*What the exercise asks*. A complete, exact retyping of the data below is required.
*** Data in this exercise Section Begins ***
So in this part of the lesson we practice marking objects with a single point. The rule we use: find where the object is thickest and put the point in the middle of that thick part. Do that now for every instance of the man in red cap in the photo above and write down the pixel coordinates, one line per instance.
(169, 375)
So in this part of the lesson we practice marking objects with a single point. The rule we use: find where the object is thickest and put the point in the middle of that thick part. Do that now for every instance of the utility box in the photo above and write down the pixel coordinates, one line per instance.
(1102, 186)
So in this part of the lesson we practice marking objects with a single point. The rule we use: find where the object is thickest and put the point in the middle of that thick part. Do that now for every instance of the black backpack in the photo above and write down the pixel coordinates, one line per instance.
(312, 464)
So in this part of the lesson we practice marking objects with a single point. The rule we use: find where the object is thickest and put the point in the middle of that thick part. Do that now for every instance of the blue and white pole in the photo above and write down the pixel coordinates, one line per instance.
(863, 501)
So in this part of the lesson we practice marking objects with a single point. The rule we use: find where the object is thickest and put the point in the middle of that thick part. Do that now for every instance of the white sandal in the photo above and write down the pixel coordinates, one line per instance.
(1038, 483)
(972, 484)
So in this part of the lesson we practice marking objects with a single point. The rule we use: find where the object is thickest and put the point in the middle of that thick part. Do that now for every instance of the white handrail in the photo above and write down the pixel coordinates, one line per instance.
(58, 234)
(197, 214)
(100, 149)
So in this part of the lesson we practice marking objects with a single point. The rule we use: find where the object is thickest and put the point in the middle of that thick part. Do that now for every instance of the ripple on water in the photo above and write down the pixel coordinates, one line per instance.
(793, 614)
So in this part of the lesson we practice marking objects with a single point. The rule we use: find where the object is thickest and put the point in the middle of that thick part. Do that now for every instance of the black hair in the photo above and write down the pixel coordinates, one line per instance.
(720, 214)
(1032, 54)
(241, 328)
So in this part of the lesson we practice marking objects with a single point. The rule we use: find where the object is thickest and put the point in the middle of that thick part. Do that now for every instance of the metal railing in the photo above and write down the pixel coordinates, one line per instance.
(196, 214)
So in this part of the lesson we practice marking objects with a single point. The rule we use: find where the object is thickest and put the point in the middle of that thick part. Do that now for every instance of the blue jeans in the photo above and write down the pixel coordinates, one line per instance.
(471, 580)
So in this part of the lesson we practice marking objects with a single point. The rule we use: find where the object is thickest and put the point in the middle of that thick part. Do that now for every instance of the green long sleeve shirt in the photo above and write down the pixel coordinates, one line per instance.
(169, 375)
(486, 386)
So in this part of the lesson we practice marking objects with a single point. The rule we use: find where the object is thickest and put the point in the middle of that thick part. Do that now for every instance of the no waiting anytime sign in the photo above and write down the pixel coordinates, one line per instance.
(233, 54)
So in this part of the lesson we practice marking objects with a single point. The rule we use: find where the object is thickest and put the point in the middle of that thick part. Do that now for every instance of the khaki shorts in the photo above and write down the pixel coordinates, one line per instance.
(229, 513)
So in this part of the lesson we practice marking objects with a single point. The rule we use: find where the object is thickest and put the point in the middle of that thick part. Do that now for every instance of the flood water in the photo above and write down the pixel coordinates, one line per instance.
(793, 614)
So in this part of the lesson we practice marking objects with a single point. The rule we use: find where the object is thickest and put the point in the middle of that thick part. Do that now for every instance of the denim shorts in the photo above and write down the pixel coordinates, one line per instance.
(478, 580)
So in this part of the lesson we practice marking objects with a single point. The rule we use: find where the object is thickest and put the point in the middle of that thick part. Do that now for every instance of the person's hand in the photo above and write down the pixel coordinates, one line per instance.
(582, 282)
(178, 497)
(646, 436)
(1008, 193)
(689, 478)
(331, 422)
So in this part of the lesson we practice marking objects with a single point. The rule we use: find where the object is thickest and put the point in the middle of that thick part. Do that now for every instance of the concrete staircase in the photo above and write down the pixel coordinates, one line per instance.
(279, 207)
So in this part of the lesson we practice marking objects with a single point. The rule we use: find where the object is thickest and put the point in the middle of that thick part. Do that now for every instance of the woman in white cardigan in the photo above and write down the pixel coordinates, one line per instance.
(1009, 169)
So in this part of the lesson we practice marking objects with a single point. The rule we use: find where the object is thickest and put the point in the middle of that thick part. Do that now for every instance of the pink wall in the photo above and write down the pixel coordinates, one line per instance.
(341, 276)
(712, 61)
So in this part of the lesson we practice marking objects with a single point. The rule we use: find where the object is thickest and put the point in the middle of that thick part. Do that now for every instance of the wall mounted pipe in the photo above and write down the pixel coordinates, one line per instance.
*** Data in this exercise Section Ends ***
*Solution to the exercise*.
So in this part of the lesson we practice marking objects with a single point. The rule we use: find where the object is thickest and put the point in the middle of that thick part. Do that now for every instance of the man in red cap in the photo above and write down the pixel coordinates, one line per instance.
(169, 375)
So in this part of the lesson we practice marking objects with a single point. The rule we use: find where the object is thickest and put the point in the middle of that thick part. Do that now for every instance of the utility box in the photo above and write down the pixel coordinates, one line per instance.
(1102, 186)
So in this part of the lesson we practice marking objects with a single point. The rule we use: find where the object is thickest and put the point in the middle of that thick part. Do that now for every instance of the black backpack in the photo above and write down the pixel coordinates, one line per instance.
(312, 464)
So in this part of the lesson we practice marking objects with a single point. The rule we use: find where the object is thickest and put the point in the middle of that thick part. Do that now for every instance of the blue and white pole in the photo above and write down the pixel coordinates, one line per instance.
(863, 501)
So in this part of the lesson we practice marking objects with a single point. The rule we use: find where the object is thickest and put the point in the middle of that thick part. Do that now for every instance of the white sandal in the photo above and write down the pixel coordinates, one line per instance.
(1038, 483)
(972, 484)
So in this part of the lesson we practice marking objects with a single point. The rule we use: find where the object is thickest and put the point in the middle of that thick part. Do that now for every instance of the white handrail in the photo above and write down the pixel coordinates, one line per instance.
(58, 234)
(197, 214)
(100, 149)
So in this part of the lesson we practice marking objects with a single point. The rule we use: find where the object is thickest and put the point in the middle of that thick part. Do that now for every instance of the ripple on water in the photo above and write down the pixel coordinates, one line per instance.
(793, 614)
So in this part of the lesson we practice marking objects with a single point. The rule we use: find where the object is thickest and put the point in the middle of that thick part. Do that now for every instance of the black hair in the photo above and write down the pixel coordinates, one line per instance.
(720, 214)
(1032, 54)
(241, 328)
So in this part of the lesson we practice marking objects with a single point. The rule we use: find where the object is thickest and put the point in the middle of that thick part. Do that now for every instance of the metal railing in the photo above and write down the pixel coordinates, one line per instance.
(196, 214)
So in this part of the lesson we practice marking objects with a single point. The rule we use: find where the object is thickest and put the point in the middle of that thick part. Do that now for every instance of the blue jeans in the photo above and write down the pixel coordinates, one line per instance.
(471, 580)
So in this part of the lesson we practice marking objects with a single point. The rule we use: find where the object is thickest and put the point in the middle of that thick part. Do that now for every instance of the green long sleeve shirt in the photo above and write down the pixel coordinates, one line per instance.
(169, 375)
(486, 386)
So in this part of the lesson we practice marking objects with a single point. The rule we use: find where the object is thickest and put the point in the middle of that thick part. Do that now for every instance of the no waiting anytime sign in the photo above and write down the pixel coordinates, one line per instance.
(233, 54)
So in this part of the lesson we practice marking objects with a single point. The rule we use: find where the object is thickest and put the point in the middle of that thick part. Do that now for every instance of the khaki shorts in the photo above and write down the pixel coordinates, one line per instance.
(229, 513)
So in this part of the lesson we practice marking objects with a single point. The rule we use: find where the object is thickest and put the point in the middle of that thick part. Do that now for every instance of the flood water in the photo above and write down the pixel coordinates, one line per instance.
(793, 614)
So in this part of the lesson we practice marking objects with a single point. The rule we use: find where the object is thickest and put the point in the middle of that thick part. Do that now for every instance of the denim shorts in the photo above and write down the pixel coordinates, one line per instance.
(478, 580)
So in this part of the lesson we practice marking objects with a single point. The rule we use: find where the object is thickest and put the point in the middle of that thick part. Do that now for every instance of the person's hand in the photo above and write down the pixel coordinates, one line per instance.
(582, 282)
(178, 497)
(646, 436)
(1008, 193)
(689, 478)
(331, 422)
So in this part of the lesson we practice marking objects with a single point. The rule we use: find where the object is thickest and put the point in the middle of that thick part. Do that now for every instance of the concrete staircase in the photo above and write down the pixel coordinates, one line per instance.
(279, 207)
So in this part of the lesson we practice marking objects with a single point. The rule we use: find where the object is thickest and put the point in the middle of that thick part. Do that now for every instance of the woman in white cardigan in the photo above and write down the pixel coordinates, one line per instance.
(1009, 169)
So in this part of the lesson we practice marking objects with a single point. The rule we use: find where the object is thickest and put the point in the middle of that thick part. Do that now for every instance of the pink wall in the photo above and write down the pixel coordinates, one line per instance.
(341, 276)
(712, 61)
So in this part of the lesson we practice marking objects with a single point. The rule we use: find where the object is thickest and put the point in the middle of that thick part. Do that now for every instance of the wall mounted pipe in the photo above and write down the pixel coordinates, one line per instance.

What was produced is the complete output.